From the market post, set down word for word the passage from "Another positive signs: the" up to and including "peak of 35,000.".

***** SOURCE TEXT *****

Demand Upswing: Lots of Bullish Signs

Bob Pisani is off; this post was written by CNBC producer Robert Hum.

Stocks opened flat and fell further after S&P futures slipped about 5 points following a disappointing June durable goods report. The US Commerce Department reported demand for durables had its steepest drop since last August, falling 1.0 percent. That was significantly below economists’ expectations of 1.0 percent GROWTH. In addition to June’s surprising decline, May’s number was revised lower from down 0.6 percent to down 0.8 percent.

Despite the data this morning, there are a number of bullish signs across a variety of sectors reflecting an upswing in demand:

1) Norfolk Southern beat estimates ($1.04 vs. $0.99 consensus) as the railroad saw strong freight demand, particularly in transporting coal and general merchandise. Overall rail volumes were up 22 percent vs. a year ago.

Another positive signs: the company noted that all previously-furloughed train and engine employees have now been brought back. Additionally, only 8,000 cars remain in storage, down sharply from its peak of 35,000.

2) The International Air Transport Association (IATA) reported that air freight traffic soared 27 percent in June. Meanwhile, passenger traffic was up nearly 12 percent last month, led by a robust 16 percent increase in Asia. Passenger volumes are now slightly above the pre-recession highs set back in Q1 2008.

***** RECORDS *****

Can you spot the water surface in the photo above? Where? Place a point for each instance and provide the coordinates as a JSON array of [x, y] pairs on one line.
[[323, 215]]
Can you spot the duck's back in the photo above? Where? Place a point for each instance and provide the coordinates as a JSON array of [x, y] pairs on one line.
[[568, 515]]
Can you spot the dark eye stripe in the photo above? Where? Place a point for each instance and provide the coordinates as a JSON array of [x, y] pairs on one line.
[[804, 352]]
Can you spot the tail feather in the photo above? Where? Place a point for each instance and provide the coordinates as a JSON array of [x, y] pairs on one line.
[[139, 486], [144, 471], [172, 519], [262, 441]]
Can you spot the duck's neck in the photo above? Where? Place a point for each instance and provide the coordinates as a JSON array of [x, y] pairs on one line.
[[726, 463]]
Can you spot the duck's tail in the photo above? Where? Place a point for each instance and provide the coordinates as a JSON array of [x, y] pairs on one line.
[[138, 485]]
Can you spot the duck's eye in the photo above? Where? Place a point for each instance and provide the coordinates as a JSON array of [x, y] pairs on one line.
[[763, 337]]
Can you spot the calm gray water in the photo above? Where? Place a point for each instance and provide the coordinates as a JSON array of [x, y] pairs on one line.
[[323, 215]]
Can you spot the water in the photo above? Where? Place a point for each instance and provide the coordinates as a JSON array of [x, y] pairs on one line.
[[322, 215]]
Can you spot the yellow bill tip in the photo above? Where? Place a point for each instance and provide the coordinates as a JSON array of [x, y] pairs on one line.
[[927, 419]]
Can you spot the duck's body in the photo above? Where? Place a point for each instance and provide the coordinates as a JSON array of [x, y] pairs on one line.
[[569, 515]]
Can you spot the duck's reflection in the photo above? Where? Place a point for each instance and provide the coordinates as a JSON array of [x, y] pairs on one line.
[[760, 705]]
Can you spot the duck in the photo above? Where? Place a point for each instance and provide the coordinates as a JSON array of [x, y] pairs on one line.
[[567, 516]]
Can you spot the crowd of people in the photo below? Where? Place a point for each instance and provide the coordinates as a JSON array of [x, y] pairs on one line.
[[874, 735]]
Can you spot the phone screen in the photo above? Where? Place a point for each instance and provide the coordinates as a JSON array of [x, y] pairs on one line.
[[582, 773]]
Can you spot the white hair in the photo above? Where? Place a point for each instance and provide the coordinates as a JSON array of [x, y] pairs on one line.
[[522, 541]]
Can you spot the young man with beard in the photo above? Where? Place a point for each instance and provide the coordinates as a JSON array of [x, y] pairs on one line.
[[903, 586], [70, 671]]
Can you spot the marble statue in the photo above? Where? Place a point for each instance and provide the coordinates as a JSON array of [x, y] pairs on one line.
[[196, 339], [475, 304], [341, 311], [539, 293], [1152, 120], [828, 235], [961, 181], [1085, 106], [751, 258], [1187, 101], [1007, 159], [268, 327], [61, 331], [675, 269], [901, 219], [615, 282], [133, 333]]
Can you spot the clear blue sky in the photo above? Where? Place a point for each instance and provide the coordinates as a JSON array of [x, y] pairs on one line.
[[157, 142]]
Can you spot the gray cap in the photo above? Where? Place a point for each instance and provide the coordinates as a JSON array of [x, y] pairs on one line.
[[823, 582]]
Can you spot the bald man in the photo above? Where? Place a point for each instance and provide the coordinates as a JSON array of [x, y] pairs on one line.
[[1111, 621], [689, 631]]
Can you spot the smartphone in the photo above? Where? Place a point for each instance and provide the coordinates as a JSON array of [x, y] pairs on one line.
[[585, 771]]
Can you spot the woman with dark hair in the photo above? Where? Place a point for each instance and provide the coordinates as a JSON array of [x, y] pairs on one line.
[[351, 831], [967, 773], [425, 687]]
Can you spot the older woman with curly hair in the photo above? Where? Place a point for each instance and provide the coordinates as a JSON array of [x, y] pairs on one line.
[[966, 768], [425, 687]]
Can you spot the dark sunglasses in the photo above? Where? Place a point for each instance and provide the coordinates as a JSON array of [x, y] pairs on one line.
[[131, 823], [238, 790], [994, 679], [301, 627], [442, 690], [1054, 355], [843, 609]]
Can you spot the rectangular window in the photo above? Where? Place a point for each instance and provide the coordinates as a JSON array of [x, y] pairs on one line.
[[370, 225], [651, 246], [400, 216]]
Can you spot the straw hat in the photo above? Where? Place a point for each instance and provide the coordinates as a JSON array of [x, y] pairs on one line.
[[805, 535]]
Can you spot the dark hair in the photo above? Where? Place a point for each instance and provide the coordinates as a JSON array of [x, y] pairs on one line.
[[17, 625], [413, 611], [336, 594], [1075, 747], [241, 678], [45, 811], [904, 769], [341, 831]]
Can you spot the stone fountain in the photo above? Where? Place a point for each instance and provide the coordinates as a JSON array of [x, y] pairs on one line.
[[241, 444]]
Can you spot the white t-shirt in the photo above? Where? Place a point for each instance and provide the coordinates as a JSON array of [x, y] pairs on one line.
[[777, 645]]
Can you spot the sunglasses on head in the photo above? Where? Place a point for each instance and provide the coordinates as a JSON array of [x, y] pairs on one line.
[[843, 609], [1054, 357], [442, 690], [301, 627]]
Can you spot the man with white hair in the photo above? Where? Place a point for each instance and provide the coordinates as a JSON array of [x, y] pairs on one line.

*****

EXERCISE SOLUTION —
Another positive signs: the company noted that all previously-furloughed train and engine employees have now been brought back. Additionally, only 8,000 cars remain in storage, down sharply from its peak of 35,000.